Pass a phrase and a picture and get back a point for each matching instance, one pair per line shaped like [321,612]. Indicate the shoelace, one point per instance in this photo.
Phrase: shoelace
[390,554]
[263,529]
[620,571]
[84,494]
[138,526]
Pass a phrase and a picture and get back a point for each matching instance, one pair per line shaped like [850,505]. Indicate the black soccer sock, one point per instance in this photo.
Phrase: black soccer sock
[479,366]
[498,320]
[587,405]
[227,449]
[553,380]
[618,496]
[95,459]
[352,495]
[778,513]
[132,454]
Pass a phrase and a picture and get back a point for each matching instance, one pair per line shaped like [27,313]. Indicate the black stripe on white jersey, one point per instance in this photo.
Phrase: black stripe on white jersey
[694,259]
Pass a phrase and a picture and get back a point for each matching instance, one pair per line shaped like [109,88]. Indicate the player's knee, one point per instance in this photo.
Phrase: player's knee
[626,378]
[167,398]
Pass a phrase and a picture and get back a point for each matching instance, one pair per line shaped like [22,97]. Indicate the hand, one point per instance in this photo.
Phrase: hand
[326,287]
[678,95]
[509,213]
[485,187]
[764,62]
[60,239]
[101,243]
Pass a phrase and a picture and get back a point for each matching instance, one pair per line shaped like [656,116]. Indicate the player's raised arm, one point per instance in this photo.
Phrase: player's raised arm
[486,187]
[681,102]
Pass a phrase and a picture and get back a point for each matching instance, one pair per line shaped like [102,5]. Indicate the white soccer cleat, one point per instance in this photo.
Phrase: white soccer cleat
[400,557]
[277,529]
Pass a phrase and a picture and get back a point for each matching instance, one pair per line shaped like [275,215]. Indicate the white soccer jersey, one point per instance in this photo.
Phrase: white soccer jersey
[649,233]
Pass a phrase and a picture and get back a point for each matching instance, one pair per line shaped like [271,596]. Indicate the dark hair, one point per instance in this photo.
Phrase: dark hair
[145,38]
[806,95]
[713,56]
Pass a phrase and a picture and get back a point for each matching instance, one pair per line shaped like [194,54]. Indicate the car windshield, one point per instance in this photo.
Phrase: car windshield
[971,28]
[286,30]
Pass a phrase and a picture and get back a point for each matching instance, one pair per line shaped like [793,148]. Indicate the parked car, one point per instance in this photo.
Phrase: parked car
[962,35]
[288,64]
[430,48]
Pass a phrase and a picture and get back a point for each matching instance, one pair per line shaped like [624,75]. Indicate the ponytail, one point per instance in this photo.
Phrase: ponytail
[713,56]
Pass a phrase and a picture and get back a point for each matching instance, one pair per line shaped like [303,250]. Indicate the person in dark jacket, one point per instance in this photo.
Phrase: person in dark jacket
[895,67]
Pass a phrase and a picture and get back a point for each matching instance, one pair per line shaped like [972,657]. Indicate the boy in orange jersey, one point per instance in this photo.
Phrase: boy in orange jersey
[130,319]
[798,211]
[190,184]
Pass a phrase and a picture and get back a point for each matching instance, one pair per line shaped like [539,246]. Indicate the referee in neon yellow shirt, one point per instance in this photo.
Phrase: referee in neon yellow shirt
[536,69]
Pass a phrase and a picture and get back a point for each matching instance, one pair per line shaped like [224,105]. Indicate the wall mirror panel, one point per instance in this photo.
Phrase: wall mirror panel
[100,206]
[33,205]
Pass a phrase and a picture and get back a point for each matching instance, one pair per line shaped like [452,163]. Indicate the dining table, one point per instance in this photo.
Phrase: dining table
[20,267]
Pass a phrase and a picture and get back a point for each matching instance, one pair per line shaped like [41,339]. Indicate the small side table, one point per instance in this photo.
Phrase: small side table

__________________________________________________

WORK INSTRUCTION:
Pull every line containing the word "side" out of the entries above.

SOLVED PROBLEM:
Pass a phrase and a picture and get back a point for each matching instance, one pair per line shaped like [41,339]. Indicate the small side table, one point per instance in this photo.
Phrase: small side table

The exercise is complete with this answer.